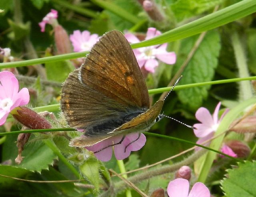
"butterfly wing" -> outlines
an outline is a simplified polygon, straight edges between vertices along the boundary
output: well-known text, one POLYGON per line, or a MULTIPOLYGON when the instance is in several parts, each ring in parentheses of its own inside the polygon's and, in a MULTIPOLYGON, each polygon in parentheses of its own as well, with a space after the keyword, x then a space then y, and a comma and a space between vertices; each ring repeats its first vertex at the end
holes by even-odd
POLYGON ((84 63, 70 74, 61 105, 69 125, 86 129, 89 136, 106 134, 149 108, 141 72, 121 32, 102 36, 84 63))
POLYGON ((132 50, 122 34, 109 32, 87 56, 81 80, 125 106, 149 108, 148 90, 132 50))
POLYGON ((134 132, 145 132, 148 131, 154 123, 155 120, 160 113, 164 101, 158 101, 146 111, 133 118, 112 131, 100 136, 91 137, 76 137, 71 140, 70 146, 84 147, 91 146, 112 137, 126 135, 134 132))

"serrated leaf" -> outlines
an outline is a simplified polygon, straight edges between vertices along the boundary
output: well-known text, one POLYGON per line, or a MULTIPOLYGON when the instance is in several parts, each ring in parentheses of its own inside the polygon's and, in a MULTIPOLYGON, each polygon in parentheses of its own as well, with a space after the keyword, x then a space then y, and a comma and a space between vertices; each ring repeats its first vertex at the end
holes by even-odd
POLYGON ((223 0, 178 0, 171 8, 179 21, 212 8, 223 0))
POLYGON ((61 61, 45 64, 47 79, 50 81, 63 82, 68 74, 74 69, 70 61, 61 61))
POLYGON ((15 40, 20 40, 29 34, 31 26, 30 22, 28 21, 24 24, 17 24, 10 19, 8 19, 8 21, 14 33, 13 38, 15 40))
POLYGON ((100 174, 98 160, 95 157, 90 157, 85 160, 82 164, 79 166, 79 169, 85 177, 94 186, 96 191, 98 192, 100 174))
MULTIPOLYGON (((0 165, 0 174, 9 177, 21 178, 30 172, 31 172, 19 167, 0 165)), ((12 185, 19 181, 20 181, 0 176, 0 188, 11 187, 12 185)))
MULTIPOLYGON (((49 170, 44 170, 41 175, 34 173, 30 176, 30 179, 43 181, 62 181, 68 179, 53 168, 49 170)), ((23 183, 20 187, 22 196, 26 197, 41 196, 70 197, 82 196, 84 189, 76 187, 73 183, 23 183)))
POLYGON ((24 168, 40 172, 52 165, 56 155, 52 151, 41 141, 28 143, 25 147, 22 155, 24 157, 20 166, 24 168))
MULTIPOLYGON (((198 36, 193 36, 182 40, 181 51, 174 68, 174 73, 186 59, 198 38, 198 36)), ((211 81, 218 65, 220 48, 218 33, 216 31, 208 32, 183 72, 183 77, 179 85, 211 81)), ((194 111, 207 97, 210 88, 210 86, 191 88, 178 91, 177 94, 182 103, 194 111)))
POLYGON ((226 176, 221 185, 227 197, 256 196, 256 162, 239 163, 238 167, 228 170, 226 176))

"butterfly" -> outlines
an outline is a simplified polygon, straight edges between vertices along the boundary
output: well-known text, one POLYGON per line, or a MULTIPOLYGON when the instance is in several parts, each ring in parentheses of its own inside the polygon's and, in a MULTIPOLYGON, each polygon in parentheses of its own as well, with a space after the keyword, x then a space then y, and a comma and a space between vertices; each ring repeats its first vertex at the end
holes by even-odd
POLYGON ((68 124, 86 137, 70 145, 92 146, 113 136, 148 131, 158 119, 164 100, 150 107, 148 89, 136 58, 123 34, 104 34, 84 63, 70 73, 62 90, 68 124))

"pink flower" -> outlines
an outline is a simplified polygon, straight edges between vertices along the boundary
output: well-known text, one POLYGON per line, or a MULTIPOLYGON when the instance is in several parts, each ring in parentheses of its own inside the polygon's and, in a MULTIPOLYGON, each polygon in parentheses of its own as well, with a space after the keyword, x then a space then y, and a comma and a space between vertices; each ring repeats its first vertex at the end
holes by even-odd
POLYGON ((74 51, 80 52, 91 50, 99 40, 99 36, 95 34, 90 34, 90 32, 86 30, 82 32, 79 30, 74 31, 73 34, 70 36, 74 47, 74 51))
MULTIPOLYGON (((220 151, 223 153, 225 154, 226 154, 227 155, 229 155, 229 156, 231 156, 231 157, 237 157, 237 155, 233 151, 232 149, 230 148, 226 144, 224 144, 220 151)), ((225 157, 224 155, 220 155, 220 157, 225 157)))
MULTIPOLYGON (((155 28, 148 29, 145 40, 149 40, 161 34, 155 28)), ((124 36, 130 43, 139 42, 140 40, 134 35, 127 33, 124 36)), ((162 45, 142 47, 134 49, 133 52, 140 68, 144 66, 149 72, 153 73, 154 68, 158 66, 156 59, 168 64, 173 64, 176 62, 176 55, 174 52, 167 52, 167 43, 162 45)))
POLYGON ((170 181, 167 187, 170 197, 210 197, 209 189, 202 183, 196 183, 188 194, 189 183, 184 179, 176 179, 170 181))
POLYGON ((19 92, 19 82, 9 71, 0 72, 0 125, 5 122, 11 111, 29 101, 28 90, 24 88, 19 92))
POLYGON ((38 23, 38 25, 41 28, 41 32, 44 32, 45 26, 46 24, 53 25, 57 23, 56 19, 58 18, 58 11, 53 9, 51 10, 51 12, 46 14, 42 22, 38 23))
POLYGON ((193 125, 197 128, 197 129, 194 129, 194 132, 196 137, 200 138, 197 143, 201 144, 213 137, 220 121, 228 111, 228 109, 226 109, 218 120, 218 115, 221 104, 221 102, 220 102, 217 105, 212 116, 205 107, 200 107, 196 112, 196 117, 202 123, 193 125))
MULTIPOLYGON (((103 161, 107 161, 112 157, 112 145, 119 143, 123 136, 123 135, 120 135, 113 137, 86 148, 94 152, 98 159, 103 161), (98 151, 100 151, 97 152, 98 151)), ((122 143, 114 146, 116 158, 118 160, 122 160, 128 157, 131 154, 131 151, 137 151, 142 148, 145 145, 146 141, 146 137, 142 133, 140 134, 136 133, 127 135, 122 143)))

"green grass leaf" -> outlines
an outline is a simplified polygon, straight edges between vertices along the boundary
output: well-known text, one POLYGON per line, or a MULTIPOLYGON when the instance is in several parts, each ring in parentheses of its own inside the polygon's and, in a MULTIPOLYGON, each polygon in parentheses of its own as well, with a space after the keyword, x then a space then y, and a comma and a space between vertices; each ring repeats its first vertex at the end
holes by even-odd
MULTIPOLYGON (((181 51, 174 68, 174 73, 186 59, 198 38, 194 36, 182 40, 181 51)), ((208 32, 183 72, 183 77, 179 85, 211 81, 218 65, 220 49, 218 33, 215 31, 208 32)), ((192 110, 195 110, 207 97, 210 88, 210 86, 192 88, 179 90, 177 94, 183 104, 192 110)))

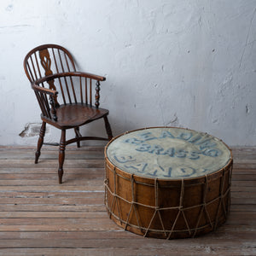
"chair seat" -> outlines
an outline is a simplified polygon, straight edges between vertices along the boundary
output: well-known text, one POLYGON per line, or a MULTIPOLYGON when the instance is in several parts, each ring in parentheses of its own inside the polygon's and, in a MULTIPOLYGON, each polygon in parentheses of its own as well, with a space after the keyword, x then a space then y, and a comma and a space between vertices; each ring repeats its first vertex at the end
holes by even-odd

◇ ◇ ◇ ◇

## Given task
Reproduce every line of the material above verbatim, leaving out the pictures.

## Response to the exercise
"butterfly wing" -> outlines
an outline is a simplified polygon, straight edges between vertices along the boundary
output: well-known text, one POLYGON per line, or a MULTIPOLYGON when the instance is in several parts, each ring in parentheses of its own inside the polygon's and, in a MULTIPOLYGON, each polygon in parentheses of its own as well, with a space after the keyword, x then a space then y, and a comma and a space between vertices; each ring repeats its first vertex at the end
holes by even-odd
POLYGON ((84 63, 70 74, 61 105, 69 125, 86 129, 89 136, 106 134, 149 108, 141 72, 121 32, 102 36, 84 63))
POLYGON ((132 50, 122 34, 109 32, 87 56, 81 80, 125 106, 149 108, 148 90, 132 50))
POLYGON ((134 132, 145 132, 148 131, 154 123, 155 120, 160 113, 164 101, 158 101, 146 111, 133 118, 112 131, 100 136, 91 137, 76 137, 71 140, 70 146, 84 147, 91 146, 112 137, 126 135, 134 132))

"serrated leaf" -> outlines
an outline is a simplified polygon, straight edges between vertices along the boundary
output: well-known text, one POLYGON per line, or a MULTIPOLYGON when the instance is in several parts, each ring in parentheses of its own inside the polygon's and, in a MULTIPOLYGON, each polygon in parentheses of its own as well, with a space after the keyword, x then a space then y, and a comma and a space between vertices; each ring repeats its first vertex at the end
holes by even-odd
POLYGON ((223 0, 178 0, 171 8, 179 21, 212 8, 223 0))
POLYGON ((61 61, 45 64, 47 79, 50 81, 63 82, 68 74, 74 69, 70 61, 61 61))
POLYGON ((15 40, 20 40, 29 34, 31 26, 30 22, 28 21, 24 24, 17 24, 10 19, 8 19, 8 21, 14 33, 13 38, 15 40))
POLYGON ((100 174, 98 160, 95 157, 90 157, 85 160, 82 164, 79 166, 79 169, 85 177, 94 186, 96 191, 98 192, 100 174))
MULTIPOLYGON (((0 165, 0 174, 9 177, 21 178, 30 172, 31 172, 19 167, 0 165)), ((12 185, 19 181, 20 181, 0 176, 0 188, 11 187, 12 185)))
MULTIPOLYGON (((49 170, 44 170, 41 175, 34 173, 30 176, 30 179, 43 181, 62 181, 68 179, 53 168, 49 170)), ((23 183, 20 187, 22 196, 26 197, 41 196, 70 197, 82 196, 84 189, 76 187, 73 183, 23 183)))
POLYGON ((24 168, 40 172, 52 165, 56 155, 52 151, 41 141, 28 143, 25 147, 22 155, 24 157, 20 166, 24 168))
MULTIPOLYGON (((198 36, 193 36, 182 40, 181 51, 174 68, 174 73, 186 59, 198 38, 198 36)), ((211 81, 218 65, 220 48, 218 33, 216 31, 208 32, 183 72, 183 77, 179 85, 211 81)), ((194 111, 207 97, 210 88, 210 86, 191 88, 178 91, 177 94, 182 103, 194 111)))
POLYGON ((226 176, 221 185, 227 197, 256 196, 256 162, 239 163, 238 167, 228 170, 226 176))

"butterfly" -> outlines
an outline is a simplified polygon, straight edges between vertices along the boundary
output: well-known text, one POLYGON per line, or a MULTIPOLYGON when the instance is in several parts, each ring in parentheses of its own inside the polygon's and, in a MULTIPOLYGON, each polygon in parentheses of its own as well, with a space after the keyword, x then a space then y, and a comma and a space between vertices; each ring repeats its first vertex at the end
holes by even-odd
POLYGON ((68 124, 86 137, 70 145, 92 146, 113 136, 148 131, 158 119, 164 100, 150 107, 148 89, 136 58, 123 34, 104 34, 84 63, 70 73, 62 90, 68 124))

"pink flower" -> outlines
an outline is a simplified polygon, straight edges between vertices along the boundary
output: well-known text, one POLYGON per line, or a MULTIPOLYGON when the instance is in several parts, each ring in parentheses of its own inside the polygon's and, in a MULTIPOLYGON, each polygon in parentheses of its own as well, with a space after the keyword, x then a space then y, and a comma and a space between vertices; each ring repeats its first vertex at the end
holes by even-odd
POLYGON ((74 51, 80 52, 91 50, 99 40, 99 36, 95 34, 90 34, 90 32, 86 30, 82 32, 79 30, 74 31, 73 34, 70 36, 74 47, 74 51))
MULTIPOLYGON (((220 151, 223 153, 225 154, 226 154, 227 155, 229 155, 229 156, 231 156, 231 157, 237 157, 237 155, 233 151, 232 149, 230 148, 226 144, 224 144, 220 151)), ((225 157, 224 155, 220 155, 220 157, 225 157)))
MULTIPOLYGON (((155 28, 148 29, 145 40, 149 40, 161 34, 155 28)), ((124 36, 130 43, 139 42, 140 40, 134 35, 127 33, 124 36)), ((162 45, 142 47, 134 49, 133 52, 140 68, 144 66, 149 72, 153 73, 154 68, 158 66, 156 59, 168 64, 173 64, 176 62, 176 55, 174 52, 167 52, 167 43, 162 45)))
POLYGON ((170 181, 167 187, 170 197, 210 197, 209 189, 202 183, 196 183, 188 194, 189 183, 184 179, 176 179, 170 181))
POLYGON ((19 92, 19 82, 9 71, 0 72, 0 125, 5 122, 11 111, 29 101, 28 90, 24 88, 19 92))
POLYGON ((38 23, 38 25, 41 28, 41 32, 44 32, 45 26, 46 24, 53 25, 57 23, 56 19, 58 18, 58 11, 53 9, 51 10, 51 12, 46 14, 42 22, 38 23))
POLYGON ((193 125, 197 128, 197 129, 194 129, 194 132, 196 137, 200 138, 197 143, 201 144, 213 137, 220 121, 228 111, 228 109, 226 109, 218 120, 218 115, 221 104, 221 102, 220 102, 217 105, 212 116, 205 107, 200 107, 196 112, 196 117, 202 123, 193 125))
MULTIPOLYGON (((103 161, 107 161, 112 157, 112 145, 119 143, 123 136, 123 135, 120 135, 113 137, 86 148, 94 152, 98 159, 103 161), (98 151, 100 151, 97 152, 98 151)), ((122 143, 114 146, 116 158, 118 160, 122 160, 128 157, 131 154, 131 151, 137 151, 142 148, 145 145, 146 141, 146 137, 142 133, 140 134, 136 133, 127 135, 122 143)))

"green grass leaf" -> outlines
an outline is a simplified polygon, straight edges between vertices along the boundary
output: well-known text, one POLYGON per line, or a MULTIPOLYGON when the instance is in several parts, each ring in parentheses of its own inside the polygon's and, in a MULTIPOLYGON, each polygon in parentheses of its own as well, with a space after the keyword, x then a space then y, and a comma and a space between vertices; each ring repeats its first vertex at the end
holes by even-odd
MULTIPOLYGON (((181 51, 174 68, 174 73, 186 59, 198 38, 194 36, 182 40, 181 51)), ((208 32, 183 72, 183 77, 179 85, 211 81, 218 65, 220 49, 218 33, 215 31, 208 32)), ((192 110, 195 110, 207 97, 210 88, 210 86, 192 88, 179 90, 177 94, 183 104, 192 110)))

"chair seat" -> outlines
an outline is a simplified polygon, straight edges between vertices along the boundary
output: well-known text, one POLYGON per line, or a MULTIPOLYGON when the instance is in several parts, each ring in parentheses of its own inside the polygon's and, in a MULTIPOLYGON, each polygon in parentheses of its own as well, with a space after the keyword, x then a space then y, and a comma and a space between vertices; each ring repeats its first vertex at the end
holes by even-odd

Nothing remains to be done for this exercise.